[Saved entries]

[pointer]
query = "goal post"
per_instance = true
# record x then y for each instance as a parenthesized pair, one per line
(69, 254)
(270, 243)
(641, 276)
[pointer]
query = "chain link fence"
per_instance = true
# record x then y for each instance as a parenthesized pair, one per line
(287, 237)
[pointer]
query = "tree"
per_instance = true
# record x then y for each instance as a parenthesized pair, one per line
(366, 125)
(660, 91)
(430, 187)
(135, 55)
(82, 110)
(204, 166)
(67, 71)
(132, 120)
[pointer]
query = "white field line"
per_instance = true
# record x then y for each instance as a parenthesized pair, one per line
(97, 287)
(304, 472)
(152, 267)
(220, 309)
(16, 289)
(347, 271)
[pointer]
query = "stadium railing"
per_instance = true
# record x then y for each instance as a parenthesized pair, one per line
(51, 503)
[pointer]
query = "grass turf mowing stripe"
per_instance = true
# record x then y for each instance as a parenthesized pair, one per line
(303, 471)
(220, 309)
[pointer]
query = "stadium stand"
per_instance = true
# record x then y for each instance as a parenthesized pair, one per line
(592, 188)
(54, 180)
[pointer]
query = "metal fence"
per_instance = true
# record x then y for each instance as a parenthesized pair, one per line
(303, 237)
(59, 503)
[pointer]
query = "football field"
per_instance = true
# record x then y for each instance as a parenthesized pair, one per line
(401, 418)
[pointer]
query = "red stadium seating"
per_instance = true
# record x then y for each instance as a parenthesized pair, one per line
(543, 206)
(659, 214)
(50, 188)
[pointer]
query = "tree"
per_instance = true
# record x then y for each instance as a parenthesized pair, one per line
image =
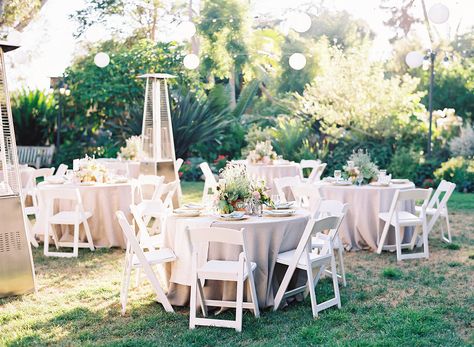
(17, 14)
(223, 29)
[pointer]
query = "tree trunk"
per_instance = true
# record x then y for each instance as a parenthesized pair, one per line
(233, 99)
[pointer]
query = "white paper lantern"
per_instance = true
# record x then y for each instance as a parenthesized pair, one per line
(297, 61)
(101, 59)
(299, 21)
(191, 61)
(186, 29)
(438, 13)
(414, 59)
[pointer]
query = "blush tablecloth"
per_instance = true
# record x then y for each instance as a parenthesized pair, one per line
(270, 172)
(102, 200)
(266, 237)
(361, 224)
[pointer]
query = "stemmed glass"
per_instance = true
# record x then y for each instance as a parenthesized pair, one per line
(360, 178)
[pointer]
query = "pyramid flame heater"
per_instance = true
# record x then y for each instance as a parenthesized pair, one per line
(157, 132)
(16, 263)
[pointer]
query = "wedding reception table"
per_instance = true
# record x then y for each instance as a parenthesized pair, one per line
==
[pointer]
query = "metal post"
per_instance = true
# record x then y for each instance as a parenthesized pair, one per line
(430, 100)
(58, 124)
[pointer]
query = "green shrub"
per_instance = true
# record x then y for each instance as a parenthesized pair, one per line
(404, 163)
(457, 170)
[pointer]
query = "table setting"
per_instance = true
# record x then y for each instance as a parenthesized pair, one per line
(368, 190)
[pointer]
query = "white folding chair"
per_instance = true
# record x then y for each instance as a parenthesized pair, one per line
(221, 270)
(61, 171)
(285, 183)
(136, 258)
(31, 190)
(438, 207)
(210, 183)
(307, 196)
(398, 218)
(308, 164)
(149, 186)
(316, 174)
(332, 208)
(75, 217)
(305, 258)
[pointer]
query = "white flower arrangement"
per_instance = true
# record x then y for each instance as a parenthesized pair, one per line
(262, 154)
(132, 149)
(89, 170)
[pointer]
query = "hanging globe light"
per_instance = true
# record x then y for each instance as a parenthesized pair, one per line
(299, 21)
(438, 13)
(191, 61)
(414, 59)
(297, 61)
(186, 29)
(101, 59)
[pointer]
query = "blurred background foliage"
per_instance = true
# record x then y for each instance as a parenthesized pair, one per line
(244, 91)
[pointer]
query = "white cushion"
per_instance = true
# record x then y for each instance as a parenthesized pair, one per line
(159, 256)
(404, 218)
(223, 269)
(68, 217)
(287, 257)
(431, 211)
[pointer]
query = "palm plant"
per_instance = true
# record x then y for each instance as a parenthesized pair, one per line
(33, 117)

**What you are asked to do**
From the data, list each line in which the string "fence" appears.

**Answer section**
query = "chain link fence"
query = "metal fence"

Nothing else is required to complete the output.